• **RECORDS FOR THE TASK**:
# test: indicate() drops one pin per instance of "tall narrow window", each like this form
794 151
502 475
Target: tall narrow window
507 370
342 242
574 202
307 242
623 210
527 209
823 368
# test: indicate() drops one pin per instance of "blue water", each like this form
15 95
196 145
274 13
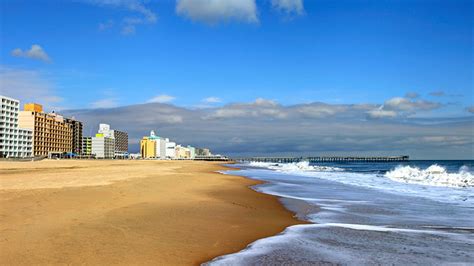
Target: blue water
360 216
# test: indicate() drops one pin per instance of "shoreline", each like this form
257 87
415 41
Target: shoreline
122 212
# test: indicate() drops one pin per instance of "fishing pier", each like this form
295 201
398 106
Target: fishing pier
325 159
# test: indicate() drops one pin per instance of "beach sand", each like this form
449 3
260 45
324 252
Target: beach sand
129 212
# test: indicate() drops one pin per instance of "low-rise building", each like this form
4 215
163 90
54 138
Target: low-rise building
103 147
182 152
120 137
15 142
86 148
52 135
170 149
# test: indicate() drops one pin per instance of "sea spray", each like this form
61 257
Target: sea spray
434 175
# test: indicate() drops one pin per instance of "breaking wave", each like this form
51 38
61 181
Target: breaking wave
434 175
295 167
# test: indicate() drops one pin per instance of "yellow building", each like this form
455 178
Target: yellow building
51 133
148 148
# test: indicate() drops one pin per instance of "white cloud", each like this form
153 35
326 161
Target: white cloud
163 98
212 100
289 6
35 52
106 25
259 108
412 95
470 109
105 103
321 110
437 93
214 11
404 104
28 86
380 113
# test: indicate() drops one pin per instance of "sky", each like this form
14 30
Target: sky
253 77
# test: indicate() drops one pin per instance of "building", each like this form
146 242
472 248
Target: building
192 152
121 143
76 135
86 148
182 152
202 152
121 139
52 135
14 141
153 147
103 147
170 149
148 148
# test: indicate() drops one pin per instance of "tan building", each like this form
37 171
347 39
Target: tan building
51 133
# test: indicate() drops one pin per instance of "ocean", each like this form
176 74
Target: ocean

• **STATED GOAL**:
Pictures are not part of the copy; output everything else in the records exactly.

• **TASK RESPONSE**:
# test: indicate() drops one pin per instance of "tall narrow window", each like this form
794 151
502 475
Target: tall narrow window
507 370
342 242
574 202
307 242
623 210
527 209
823 368
# test: indicate() drops one pin per instance of "blue water", each like this form
15 95
196 145
274 13
Target: blue water
360 216
# test: indicate() drops one pin per instance of "shoreline", each like this form
257 87
415 41
Target: shoreline
122 212
# test: indicate() drops one pin per instance of "fishing pier", each like this form
295 201
398 106
Target: fishing pier
325 159
# test: indicate() drops one pin per instance of "beach sand", each like this form
449 3
260 45
324 252
Target: beach sand
129 212
# test: indicate() drops one pin per instance of "low-rise building", each like this form
4 215
163 90
54 138
Target: low-rise building
103 147
182 152
120 137
15 142
86 148
52 135
170 149
# test: indicate() drops one pin per instance of "sea spray", each like this form
61 257
Target: sea spray
434 175
# test: indicate() drops one pin per instance of "breaking wave", each like this form
51 38
61 181
Target: breaking wave
434 175
295 167
# test: indicate() drops one pin per instance of "yellow building", each like this form
455 178
Target: yellow building
51 133
148 148
# test: indicate() drops one pin per instance of "white cloud", each like this form
153 35
326 161
Target: white cloud
163 98
212 100
289 6
35 52
106 25
259 108
412 95
470 109
105 103
321 110
437 93
214 11
404 104
28 86
380 113
# test: indicate() drops one pin per instance of "sky", each like this form
14 30
Target: sky
253 77
# test: indicate() drops one pin per instance of "building", each like this form
146 242
472 248
Target: building
192 152
121 143
76 135
86 148
182 152
202 152
121 139
52 135
14 141
153 147
103 147
170 149
148 148
# test: indicate() drops one pin per instance of "tan building", each like this form
37 171
347 39
Target: tan building
51 133
# test: indicate() drops one pin per instance of "ocean", each like this form
176 74
Target: ocean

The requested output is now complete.